Instructions for the task: Take the line that contains "of the bright" and all lines after it, up to and including the last line of the data, and write them out exactly; nothing else belongs in the answer.

──────

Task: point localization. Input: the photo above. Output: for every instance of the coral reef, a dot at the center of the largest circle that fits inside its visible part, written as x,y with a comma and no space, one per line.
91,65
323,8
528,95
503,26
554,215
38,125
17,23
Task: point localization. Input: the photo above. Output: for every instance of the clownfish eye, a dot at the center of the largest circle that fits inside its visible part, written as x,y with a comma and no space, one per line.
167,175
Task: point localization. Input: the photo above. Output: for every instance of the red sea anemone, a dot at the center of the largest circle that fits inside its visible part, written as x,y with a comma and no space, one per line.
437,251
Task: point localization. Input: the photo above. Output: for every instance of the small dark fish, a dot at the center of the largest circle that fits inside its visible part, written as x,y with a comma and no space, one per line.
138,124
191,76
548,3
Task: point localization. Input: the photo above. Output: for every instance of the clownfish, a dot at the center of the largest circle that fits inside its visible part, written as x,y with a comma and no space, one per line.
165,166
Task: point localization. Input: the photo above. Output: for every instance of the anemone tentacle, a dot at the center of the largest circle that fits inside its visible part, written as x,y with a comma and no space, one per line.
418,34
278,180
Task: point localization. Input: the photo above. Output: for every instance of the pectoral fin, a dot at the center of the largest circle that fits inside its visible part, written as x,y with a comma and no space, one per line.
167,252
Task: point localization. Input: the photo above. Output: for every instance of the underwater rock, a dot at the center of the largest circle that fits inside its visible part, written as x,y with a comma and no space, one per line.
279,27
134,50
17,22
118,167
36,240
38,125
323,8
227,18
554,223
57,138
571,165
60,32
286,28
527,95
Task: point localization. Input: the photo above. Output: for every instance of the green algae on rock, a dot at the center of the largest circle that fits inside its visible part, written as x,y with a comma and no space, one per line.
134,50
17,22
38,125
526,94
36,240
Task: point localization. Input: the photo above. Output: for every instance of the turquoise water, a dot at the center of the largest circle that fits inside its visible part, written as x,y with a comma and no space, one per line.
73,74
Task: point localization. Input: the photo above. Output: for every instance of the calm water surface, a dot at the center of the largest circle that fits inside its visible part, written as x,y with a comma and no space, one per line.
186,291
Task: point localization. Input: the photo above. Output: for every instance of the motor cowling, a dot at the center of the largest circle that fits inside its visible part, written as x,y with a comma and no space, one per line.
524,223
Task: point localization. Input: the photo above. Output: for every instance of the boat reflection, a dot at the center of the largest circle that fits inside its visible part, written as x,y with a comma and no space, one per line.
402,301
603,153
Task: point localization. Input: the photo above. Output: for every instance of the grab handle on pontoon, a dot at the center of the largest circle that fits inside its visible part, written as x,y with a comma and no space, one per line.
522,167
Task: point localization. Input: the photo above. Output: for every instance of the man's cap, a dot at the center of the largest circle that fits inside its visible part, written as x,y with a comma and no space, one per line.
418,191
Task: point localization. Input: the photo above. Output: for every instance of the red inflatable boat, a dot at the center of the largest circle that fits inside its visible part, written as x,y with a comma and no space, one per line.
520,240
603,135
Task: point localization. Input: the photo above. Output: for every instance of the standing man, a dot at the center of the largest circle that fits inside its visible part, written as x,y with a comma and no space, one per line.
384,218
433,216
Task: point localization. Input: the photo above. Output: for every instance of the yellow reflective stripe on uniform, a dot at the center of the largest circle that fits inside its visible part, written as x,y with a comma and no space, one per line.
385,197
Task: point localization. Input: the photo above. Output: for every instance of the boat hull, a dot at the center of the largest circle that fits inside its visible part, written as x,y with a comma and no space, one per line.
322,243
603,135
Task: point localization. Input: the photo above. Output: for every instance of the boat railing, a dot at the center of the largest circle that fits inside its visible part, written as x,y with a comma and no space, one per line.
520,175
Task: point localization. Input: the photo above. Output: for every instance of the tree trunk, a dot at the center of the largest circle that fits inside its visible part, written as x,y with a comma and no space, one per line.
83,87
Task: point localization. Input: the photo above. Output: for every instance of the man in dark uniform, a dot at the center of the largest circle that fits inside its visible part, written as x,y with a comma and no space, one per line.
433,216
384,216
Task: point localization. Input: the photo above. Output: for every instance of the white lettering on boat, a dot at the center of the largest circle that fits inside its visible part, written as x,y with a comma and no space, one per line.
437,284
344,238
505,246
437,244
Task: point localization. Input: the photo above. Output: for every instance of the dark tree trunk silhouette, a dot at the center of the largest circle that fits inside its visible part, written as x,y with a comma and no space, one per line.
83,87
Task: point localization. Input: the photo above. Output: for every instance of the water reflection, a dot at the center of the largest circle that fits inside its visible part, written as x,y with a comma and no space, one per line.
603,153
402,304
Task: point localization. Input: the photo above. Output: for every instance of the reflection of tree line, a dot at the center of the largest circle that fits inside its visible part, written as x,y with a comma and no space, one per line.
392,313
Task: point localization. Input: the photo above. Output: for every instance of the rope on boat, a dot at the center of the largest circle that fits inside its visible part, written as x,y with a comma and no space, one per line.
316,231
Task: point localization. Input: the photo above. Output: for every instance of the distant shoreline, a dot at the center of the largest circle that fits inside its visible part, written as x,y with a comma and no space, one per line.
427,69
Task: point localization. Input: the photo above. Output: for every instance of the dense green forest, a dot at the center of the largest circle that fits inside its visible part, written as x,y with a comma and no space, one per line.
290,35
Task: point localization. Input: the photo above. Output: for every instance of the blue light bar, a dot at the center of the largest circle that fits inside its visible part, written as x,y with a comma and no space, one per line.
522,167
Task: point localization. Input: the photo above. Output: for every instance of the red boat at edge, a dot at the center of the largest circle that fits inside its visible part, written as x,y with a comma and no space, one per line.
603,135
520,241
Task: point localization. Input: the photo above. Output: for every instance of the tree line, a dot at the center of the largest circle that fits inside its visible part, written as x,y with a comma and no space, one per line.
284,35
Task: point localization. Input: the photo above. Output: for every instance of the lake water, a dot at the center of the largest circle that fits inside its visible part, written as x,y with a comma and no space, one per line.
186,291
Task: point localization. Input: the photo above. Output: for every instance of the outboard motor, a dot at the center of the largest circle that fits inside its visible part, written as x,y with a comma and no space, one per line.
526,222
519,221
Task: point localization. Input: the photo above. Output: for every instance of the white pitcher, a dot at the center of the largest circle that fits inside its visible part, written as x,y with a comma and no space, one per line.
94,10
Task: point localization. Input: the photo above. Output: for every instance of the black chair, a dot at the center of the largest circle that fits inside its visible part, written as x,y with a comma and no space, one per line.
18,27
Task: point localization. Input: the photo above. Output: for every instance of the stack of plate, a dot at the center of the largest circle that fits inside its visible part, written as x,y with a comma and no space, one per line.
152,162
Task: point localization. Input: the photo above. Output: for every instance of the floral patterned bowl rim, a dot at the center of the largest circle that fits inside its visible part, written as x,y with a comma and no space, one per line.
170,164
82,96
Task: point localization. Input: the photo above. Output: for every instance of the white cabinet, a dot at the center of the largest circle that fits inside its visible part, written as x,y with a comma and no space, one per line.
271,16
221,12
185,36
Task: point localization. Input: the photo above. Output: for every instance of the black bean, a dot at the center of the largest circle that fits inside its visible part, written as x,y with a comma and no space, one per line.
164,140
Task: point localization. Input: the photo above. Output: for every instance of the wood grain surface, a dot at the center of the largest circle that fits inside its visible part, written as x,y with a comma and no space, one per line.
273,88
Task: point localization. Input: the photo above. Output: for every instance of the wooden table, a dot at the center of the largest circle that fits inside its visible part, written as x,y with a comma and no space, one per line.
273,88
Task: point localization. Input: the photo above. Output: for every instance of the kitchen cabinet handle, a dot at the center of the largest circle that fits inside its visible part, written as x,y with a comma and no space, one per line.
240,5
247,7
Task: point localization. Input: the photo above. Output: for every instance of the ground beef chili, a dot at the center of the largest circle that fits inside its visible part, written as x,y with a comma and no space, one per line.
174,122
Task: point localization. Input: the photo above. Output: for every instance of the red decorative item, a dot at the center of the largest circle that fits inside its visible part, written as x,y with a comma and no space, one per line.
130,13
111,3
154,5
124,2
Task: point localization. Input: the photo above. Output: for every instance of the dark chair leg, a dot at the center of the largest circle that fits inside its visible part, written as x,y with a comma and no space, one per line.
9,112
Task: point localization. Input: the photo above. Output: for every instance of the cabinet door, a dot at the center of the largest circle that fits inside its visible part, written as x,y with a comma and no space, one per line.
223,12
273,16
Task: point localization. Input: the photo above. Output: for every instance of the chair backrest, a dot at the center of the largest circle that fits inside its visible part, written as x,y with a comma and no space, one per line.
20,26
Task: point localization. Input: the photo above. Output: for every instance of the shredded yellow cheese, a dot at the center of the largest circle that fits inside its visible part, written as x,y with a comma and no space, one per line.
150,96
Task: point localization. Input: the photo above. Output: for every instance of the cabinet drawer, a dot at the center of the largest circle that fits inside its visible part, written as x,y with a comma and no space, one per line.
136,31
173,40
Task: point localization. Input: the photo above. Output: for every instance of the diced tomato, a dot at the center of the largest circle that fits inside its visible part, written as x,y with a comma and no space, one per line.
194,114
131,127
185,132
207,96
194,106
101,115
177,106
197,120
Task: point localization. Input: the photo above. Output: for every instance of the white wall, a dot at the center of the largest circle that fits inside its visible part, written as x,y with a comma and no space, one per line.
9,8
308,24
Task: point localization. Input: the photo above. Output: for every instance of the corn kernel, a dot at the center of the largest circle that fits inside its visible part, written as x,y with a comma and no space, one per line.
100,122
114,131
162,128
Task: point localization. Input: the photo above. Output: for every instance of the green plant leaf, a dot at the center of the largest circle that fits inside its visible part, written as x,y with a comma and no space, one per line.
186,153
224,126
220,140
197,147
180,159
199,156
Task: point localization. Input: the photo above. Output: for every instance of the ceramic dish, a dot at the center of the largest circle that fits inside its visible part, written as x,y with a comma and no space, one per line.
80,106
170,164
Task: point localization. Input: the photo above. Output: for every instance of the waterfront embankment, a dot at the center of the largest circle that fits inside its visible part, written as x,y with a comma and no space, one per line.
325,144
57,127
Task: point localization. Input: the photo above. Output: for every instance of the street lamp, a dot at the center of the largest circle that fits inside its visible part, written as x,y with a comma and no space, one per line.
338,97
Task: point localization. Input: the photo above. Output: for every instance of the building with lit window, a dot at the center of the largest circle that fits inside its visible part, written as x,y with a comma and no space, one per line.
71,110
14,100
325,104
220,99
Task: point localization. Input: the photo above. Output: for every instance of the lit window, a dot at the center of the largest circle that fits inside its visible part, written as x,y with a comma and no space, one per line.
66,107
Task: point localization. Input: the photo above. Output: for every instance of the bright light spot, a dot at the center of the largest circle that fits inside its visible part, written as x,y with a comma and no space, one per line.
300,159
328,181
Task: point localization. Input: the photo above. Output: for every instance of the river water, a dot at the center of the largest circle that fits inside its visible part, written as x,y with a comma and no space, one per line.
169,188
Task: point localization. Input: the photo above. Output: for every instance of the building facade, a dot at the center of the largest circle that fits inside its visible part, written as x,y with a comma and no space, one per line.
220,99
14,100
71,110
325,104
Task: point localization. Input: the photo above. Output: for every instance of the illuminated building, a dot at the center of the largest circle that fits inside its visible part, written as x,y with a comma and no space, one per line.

──────

Expected answer:
Task: point localization. Input: the photo above. Output: for every instance of the bright light spot, a dot at the center of the largest circle that fits inside its visible part, written as x,y with a comma and no space, one per line.
300,159
328,181
Task: point localization. Input: the photo above. Output: for every instance of the river water, a dot at the center of the largest circle that fits inside its visible part, written as x,y with a comma and no space, one per line.
169,188
Task: point localization. Input: the photo above. Output: for every instance of the building facade, a dot at the center of the largest circle that fits inside its visible part, written as x,y with a comma and no space, one per line.
220,99
14,100
71,110
325,104
Task: point localization. Input: the photo above. Output: for every instance of the illuminated building, a dot at the center of the largest circle that fits inside its visible part, written as x,y with a comma and no space, one per line.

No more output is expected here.